## PROBLEM
Return the data exactly, but only from the line containing "Can you find the blue dress?" through its last line.

(Stored items)
#####

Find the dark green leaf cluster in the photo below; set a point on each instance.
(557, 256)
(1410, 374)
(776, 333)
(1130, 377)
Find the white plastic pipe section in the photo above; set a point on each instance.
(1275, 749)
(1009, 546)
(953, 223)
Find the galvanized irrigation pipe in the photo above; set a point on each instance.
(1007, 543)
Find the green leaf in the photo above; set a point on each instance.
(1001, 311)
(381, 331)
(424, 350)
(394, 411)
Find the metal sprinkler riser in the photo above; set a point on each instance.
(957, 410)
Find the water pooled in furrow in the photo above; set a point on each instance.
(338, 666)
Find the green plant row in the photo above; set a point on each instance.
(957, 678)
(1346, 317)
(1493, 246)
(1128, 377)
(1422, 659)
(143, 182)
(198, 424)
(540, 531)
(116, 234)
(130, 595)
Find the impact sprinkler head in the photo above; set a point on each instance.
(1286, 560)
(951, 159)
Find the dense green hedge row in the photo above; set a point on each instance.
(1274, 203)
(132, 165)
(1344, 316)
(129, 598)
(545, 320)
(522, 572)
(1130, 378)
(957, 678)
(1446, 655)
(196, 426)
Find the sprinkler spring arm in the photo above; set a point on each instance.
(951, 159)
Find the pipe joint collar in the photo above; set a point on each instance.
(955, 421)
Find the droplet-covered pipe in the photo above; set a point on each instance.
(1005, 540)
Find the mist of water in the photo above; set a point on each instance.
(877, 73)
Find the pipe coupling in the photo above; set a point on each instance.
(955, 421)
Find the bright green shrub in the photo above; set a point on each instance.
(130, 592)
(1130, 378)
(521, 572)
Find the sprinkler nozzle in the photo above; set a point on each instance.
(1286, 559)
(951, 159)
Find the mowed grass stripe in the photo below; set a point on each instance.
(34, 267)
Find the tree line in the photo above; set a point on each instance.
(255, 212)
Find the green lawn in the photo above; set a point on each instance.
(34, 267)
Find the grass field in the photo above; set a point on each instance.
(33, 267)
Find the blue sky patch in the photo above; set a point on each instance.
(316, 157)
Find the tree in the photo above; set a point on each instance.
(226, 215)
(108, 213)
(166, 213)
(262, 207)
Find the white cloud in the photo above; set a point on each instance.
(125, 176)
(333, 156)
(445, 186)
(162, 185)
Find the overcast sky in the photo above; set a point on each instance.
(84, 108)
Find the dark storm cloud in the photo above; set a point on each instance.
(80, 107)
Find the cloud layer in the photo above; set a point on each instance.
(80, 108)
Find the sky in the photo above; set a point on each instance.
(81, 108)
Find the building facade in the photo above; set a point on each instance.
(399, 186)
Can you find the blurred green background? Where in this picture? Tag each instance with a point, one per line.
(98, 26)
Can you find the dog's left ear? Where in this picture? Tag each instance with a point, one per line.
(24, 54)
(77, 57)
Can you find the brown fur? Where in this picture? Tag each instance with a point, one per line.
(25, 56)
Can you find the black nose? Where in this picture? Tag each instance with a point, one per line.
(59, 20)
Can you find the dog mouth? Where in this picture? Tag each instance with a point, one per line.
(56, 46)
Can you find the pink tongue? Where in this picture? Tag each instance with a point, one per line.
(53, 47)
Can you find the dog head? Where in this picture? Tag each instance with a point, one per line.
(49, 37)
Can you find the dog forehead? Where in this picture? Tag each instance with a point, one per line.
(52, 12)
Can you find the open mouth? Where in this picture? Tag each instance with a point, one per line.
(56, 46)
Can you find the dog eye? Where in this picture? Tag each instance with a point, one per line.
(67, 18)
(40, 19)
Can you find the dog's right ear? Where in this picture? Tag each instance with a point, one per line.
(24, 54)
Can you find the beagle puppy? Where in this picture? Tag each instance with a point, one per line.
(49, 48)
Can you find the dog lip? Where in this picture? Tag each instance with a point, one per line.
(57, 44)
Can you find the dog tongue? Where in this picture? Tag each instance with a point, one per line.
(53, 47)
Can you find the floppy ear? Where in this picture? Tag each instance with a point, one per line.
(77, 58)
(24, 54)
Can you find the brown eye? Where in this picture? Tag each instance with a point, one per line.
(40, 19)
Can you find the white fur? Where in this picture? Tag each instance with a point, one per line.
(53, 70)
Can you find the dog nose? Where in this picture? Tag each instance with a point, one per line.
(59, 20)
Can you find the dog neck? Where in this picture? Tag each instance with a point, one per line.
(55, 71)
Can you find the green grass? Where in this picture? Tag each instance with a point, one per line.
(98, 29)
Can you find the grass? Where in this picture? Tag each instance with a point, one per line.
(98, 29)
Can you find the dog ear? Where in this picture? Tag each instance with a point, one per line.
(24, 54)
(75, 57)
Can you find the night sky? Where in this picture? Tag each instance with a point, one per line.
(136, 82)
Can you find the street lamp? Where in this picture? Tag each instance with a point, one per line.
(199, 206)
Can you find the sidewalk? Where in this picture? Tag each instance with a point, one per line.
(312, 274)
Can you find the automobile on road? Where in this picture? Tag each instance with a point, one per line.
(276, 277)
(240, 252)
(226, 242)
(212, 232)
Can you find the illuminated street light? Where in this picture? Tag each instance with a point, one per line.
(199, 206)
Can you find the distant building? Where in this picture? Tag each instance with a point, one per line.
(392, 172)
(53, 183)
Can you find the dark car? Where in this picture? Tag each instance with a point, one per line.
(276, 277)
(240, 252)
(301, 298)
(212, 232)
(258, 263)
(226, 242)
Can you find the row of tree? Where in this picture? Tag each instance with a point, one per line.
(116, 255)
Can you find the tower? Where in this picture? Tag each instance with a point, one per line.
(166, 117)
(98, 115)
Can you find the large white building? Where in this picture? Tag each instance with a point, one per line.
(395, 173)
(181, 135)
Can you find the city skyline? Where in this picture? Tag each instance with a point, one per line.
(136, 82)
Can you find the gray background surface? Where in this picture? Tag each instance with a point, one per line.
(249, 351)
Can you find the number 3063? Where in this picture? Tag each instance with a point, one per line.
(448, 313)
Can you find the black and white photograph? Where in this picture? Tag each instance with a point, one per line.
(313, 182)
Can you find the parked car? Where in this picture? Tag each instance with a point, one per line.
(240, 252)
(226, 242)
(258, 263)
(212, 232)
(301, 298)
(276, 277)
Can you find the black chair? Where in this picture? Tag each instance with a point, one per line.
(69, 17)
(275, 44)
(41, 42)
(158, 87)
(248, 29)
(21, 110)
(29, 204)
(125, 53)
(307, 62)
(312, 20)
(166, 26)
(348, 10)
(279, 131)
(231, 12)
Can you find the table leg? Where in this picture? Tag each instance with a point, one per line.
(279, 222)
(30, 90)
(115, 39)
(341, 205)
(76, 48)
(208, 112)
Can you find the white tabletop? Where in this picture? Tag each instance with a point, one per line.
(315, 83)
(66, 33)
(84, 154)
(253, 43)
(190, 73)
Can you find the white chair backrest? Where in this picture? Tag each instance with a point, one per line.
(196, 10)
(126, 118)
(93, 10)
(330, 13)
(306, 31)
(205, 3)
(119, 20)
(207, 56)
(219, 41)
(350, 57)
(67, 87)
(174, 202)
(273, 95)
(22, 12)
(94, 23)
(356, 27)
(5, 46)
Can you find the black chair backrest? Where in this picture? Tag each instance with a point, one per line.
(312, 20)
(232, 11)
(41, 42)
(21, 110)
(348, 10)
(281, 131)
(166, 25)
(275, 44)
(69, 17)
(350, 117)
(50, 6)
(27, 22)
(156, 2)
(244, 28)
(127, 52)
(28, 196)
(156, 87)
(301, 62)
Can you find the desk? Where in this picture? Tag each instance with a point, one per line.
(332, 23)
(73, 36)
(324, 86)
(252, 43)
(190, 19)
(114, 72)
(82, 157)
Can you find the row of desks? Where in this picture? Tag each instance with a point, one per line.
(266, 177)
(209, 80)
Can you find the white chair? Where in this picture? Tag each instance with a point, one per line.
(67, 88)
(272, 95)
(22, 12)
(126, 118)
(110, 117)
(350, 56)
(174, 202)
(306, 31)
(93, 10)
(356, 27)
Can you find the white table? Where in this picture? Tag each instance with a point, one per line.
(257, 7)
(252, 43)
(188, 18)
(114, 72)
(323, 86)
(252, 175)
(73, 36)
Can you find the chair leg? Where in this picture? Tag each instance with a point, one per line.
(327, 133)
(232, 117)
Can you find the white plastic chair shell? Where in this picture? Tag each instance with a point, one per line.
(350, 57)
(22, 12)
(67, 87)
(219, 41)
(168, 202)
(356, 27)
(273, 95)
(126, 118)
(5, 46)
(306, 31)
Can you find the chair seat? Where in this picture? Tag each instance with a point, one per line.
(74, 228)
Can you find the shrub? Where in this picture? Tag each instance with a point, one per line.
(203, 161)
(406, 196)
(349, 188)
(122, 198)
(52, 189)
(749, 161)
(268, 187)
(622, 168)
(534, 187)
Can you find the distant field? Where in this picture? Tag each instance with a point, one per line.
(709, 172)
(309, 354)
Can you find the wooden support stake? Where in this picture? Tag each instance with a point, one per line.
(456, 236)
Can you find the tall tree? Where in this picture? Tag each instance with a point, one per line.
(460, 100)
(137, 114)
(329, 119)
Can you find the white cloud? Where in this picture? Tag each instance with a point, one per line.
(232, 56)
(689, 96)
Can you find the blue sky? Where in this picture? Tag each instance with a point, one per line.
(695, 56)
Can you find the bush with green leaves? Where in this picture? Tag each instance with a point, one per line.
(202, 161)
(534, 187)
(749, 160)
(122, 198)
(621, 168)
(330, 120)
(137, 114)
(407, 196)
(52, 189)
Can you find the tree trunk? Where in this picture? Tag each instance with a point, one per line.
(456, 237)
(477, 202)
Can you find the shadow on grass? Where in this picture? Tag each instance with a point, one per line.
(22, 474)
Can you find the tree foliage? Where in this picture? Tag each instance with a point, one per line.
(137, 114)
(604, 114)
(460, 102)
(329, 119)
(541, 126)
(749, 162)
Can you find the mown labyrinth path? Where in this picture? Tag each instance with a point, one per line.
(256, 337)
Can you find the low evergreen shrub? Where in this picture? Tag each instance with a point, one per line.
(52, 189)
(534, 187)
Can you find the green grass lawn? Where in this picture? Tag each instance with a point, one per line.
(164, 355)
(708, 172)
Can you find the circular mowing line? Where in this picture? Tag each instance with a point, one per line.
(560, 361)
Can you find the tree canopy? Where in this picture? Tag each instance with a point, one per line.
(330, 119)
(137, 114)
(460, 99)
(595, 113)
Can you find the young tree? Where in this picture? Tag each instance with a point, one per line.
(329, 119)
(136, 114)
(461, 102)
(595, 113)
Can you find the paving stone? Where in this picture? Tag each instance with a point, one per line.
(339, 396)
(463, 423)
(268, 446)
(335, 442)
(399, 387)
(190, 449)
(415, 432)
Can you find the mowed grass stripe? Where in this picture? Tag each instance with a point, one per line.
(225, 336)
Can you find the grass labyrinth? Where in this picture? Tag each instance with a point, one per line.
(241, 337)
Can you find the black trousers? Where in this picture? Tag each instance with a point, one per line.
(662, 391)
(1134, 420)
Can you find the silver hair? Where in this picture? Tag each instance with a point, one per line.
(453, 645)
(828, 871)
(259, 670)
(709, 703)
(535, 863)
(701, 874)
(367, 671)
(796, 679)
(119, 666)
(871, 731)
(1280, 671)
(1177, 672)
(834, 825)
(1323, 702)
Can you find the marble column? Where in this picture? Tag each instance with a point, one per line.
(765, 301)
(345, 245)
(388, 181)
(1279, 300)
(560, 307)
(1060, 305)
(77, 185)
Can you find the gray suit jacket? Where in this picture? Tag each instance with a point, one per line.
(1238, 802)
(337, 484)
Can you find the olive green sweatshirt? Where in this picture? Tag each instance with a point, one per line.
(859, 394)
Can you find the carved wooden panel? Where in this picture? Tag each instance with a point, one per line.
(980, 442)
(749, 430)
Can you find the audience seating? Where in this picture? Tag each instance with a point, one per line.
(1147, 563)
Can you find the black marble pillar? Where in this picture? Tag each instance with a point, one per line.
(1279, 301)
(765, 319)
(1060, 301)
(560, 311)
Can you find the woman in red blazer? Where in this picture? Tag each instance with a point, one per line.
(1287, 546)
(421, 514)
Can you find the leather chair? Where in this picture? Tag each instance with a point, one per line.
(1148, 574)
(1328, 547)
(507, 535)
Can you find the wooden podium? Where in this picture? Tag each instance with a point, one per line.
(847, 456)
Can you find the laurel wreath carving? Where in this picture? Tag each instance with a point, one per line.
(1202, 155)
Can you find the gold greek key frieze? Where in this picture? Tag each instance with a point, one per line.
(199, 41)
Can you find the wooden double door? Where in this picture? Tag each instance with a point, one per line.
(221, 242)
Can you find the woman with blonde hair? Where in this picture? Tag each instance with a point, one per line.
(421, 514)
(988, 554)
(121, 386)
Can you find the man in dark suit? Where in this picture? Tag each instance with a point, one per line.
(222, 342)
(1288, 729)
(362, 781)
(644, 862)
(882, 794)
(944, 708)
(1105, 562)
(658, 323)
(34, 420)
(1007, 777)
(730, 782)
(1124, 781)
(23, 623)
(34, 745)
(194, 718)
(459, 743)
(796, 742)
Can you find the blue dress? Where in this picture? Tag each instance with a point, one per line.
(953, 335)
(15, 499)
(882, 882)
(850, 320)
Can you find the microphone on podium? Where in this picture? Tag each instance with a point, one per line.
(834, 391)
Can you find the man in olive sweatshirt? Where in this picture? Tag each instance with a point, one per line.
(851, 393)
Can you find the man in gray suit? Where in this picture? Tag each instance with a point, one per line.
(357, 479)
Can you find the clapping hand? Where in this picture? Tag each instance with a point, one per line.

#####

## TASK ANSWER
Can you find the blue dress? Where in this picture? Tag each instance with a point, one per line.
(953, 335)
(15, 499)
(882, 882)
(850, 320)
Can you find the microphone on podium? Where in this picture? Tag each instance with a point, one per line.
(834, 391)
Can you find the man in olive sweatshirt? Where in this picture? Tag each instance with a point, one per line.
(851, 393)
Can you find the man in gray suit? Where in this picture? Tag each instance with a point, one per line.
(357, 479)
Can you find the clapping hand? Where in this picture? Tag each instance with a point, one per line.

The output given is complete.